KUTIPAN PILIHAN >>
Judul Penelitian :EKSISTENSI DIRI FOTOGRAFER DI KOMUNITAS PAF (PERHIMPUNAN AMATIR FOTO) KOTA BANDUNG (Studi Deskriptif Tentang Eksistensi Diri Fotografer di Komunitas PAF (Perhimpunan Amatir Foto) Kota Bandung)
ABSTRACT
PHOTOGRAPHER SELF EXISTENCE IN PAF (AMATEUR PHOTO ASSOCIATION) IN BANDUNG (Descriptive Study of Photographer Self Existence in PAF (Amateur Photo Association) in Bandung
By : Reza Refhani NIM. 41809224
This research under Guidance: Drs. Manap Solihat M.Si This study aims is to determine how the photographer self existence in PAF (Amateur Photo Association) in Bandung. To answer this question, this following sub-focus research was appointed : Capabilities, Development and Self-Actualization. That Sub focus purpose is to measure the focus of the study, namely : photographer self existence. This research approach is qualitative descriptive study, the research subject is the photographer. Informants were selected by using purposive sampling, the main informants for the study consists of 3 (three) photographer of PAF association, to clarify and strengthen the data researcher take 2 (two) informants and to support the data researcher take 1 (one) informant. Data were obtained through in-depth interviews, observation, documentation, library research and online data retrieval. To test the validity of the data, triangulation
data technique and membercheck was used. To analyze the data researcher reduce the data, collecting data, presenting the data, draw conclusions, and evaluation. The research results showed that : 1. Photographer ability based on the technical skills of photography and their ability to communicate on photographer existence process, 2. There is a development of the individual photographer and community that affect the existence of the photographer, 3. Self Actualization phase that formed from the subject and development capabilities, the emergence of self-satisfaction which creating image in society. Conclusions show the existence of self photographer existence through activities in the community with specific goals to achieve satisfaction in the field of photography through technical and communication skills with the public. Advice for photographer is to take advantage of technology and existing communities to boost the existence, for the public, the public should understand what photography is. So that Photography can be enjoyed in common that photography is beautiful, for further research is to make this research more specific and better-off literature. Keywords: Self existence, Photographer, Association, PAF
1.

URAIAN TUGAS >> Tuliskan kembali tanpa perubahan bagian abstrak tentang eksistensi diri fotografer, dari "Judul Penelitian :EKSISTENSI" sampai "Foto) Kota Bandung)". Materi di bawah ini berdiri sendiri dan terpisah dari abstrak tersebut.

Entri Tersimpan

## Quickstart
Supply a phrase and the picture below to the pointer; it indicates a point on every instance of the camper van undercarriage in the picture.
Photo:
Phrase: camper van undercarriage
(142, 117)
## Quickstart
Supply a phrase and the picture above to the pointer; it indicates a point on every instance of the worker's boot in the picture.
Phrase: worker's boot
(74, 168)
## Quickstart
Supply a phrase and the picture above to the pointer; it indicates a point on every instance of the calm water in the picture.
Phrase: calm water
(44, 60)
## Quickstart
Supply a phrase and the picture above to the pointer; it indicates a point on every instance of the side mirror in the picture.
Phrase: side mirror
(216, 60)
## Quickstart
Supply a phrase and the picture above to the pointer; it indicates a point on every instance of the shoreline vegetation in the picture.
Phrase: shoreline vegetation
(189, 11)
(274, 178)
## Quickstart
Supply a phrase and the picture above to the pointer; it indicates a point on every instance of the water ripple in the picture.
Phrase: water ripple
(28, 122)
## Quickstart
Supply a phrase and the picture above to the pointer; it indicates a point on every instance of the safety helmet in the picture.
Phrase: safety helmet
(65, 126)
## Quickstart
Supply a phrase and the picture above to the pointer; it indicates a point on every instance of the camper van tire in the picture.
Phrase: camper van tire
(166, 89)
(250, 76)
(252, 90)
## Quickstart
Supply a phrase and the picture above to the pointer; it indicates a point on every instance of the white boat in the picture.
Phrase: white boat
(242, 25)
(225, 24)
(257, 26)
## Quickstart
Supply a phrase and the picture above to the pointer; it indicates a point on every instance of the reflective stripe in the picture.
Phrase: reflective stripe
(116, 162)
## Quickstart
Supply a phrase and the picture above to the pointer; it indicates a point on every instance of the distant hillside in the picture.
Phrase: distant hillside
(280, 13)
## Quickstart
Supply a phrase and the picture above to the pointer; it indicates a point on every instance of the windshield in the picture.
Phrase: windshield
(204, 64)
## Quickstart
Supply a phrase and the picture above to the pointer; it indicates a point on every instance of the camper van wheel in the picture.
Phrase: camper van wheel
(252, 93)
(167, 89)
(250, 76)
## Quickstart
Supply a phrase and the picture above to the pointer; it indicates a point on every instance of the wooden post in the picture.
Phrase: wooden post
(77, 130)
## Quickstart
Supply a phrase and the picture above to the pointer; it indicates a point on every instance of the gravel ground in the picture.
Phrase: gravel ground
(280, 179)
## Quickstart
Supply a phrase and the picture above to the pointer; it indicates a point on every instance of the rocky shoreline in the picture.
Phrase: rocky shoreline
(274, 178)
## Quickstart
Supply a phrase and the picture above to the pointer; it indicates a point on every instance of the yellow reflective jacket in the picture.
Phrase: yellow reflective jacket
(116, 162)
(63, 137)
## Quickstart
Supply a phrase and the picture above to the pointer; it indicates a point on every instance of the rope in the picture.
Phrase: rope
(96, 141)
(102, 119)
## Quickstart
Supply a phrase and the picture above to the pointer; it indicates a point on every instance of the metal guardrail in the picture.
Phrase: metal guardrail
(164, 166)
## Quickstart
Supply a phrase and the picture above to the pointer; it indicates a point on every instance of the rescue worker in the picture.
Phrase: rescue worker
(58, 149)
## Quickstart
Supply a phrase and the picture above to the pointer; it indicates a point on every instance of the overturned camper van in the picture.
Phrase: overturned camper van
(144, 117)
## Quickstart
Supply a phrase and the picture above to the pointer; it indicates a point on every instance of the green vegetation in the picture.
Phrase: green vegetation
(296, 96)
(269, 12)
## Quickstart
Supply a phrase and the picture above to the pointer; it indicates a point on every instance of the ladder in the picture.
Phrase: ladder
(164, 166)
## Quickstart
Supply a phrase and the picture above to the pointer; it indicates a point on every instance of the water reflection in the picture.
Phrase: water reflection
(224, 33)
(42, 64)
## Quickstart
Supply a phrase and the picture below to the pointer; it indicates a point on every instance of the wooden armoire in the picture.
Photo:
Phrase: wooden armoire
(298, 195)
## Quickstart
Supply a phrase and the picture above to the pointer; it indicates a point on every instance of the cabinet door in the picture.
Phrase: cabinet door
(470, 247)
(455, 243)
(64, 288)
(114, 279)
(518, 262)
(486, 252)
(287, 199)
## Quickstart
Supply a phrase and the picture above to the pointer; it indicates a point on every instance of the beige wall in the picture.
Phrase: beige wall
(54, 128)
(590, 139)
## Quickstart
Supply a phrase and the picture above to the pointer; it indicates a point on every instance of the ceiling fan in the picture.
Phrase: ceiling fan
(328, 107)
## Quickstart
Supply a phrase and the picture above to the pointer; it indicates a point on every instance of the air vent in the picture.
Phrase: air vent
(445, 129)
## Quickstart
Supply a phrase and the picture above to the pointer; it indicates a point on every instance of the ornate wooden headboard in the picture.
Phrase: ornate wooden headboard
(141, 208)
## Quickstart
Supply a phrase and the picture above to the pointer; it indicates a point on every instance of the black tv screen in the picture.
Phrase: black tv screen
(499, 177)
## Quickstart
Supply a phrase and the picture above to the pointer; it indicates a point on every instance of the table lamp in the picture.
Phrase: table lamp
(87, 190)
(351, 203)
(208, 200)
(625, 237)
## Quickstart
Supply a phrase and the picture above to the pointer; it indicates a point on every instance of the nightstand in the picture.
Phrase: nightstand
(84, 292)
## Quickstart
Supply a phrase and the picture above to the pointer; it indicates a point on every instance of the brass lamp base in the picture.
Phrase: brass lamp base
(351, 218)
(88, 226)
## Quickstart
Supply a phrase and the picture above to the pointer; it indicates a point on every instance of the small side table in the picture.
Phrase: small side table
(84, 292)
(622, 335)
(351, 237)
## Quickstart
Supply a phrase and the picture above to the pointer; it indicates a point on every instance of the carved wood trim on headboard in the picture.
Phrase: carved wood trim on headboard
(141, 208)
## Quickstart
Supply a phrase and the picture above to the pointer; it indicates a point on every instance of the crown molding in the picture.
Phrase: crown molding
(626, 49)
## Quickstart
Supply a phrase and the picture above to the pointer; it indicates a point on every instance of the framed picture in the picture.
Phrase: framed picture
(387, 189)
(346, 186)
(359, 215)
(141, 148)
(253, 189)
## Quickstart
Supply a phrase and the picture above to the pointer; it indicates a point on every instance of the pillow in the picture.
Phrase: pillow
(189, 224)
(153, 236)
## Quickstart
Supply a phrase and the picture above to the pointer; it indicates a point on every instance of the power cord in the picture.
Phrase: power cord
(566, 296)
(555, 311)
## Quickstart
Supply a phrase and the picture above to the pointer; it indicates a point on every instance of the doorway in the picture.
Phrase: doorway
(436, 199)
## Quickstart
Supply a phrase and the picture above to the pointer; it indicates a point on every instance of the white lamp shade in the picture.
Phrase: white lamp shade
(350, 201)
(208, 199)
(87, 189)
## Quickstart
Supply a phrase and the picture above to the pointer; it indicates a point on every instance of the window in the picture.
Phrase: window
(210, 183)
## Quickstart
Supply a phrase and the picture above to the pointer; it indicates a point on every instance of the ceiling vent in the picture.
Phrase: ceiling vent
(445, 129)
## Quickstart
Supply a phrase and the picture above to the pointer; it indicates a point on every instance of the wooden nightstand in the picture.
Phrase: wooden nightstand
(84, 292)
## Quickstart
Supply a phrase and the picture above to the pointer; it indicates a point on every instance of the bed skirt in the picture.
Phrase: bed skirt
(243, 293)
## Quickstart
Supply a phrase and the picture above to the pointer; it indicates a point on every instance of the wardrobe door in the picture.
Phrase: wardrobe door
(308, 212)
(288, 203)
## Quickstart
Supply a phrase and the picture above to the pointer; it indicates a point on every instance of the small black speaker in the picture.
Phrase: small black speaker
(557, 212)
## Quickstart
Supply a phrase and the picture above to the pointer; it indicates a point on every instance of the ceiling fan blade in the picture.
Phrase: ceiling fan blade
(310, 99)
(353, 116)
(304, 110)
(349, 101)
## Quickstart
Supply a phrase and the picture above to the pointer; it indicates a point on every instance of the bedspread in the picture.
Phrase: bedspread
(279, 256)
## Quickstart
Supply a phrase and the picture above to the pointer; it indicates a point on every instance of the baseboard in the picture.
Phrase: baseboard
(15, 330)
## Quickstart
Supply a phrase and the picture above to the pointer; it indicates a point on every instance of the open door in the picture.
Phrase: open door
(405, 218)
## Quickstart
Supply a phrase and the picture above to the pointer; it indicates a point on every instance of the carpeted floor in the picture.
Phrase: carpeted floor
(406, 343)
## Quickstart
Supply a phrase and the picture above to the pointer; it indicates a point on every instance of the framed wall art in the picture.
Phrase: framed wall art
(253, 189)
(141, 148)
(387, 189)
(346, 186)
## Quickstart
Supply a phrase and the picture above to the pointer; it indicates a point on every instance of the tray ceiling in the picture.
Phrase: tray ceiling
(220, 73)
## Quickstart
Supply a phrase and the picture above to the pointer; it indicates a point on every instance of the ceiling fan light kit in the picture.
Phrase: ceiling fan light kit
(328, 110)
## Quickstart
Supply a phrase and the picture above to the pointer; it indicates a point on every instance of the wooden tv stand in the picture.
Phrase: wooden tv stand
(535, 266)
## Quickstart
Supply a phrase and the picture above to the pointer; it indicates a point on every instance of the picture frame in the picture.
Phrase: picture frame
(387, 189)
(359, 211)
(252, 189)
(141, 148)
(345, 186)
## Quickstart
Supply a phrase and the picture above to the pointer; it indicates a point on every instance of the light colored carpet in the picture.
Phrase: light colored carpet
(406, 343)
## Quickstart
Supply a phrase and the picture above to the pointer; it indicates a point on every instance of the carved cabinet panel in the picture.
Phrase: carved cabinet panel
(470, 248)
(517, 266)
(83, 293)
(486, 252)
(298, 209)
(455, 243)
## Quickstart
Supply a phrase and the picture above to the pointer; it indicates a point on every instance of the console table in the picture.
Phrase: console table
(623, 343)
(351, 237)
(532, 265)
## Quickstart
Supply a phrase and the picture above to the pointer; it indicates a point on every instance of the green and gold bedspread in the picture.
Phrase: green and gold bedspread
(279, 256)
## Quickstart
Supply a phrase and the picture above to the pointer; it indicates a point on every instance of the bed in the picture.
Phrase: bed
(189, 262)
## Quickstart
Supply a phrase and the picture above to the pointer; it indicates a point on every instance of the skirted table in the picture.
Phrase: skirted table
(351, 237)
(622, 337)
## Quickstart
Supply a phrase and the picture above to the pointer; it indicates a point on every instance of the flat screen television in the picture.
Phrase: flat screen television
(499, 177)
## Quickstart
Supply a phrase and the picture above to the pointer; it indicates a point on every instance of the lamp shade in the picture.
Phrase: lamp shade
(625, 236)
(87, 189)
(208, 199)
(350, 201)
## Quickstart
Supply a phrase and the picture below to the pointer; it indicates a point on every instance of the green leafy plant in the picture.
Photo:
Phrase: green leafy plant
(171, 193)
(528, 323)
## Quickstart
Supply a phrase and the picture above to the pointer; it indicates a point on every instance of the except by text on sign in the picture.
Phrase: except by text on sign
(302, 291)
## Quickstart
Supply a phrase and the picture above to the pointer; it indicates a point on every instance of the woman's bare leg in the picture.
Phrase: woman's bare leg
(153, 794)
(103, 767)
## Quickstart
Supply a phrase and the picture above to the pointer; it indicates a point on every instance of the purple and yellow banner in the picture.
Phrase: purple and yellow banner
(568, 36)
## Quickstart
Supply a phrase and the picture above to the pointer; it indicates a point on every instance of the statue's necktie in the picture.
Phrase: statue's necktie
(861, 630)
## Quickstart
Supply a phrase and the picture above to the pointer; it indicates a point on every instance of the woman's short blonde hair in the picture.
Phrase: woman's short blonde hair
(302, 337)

PENYELESAIAN TUGAS >>
Judul Penelitian :EKSISTENSI DIRI FOTOGRAFER DI KOMUNITAS PAF (PERHIMPUNAN AMATIR FOTO) KOTA BANDUNG (Studi Deskriptif Tentang Eksistensi Diri Fotografer di Komunitas PAF (Perhimpunan Amatir Foto) Kota Bandung)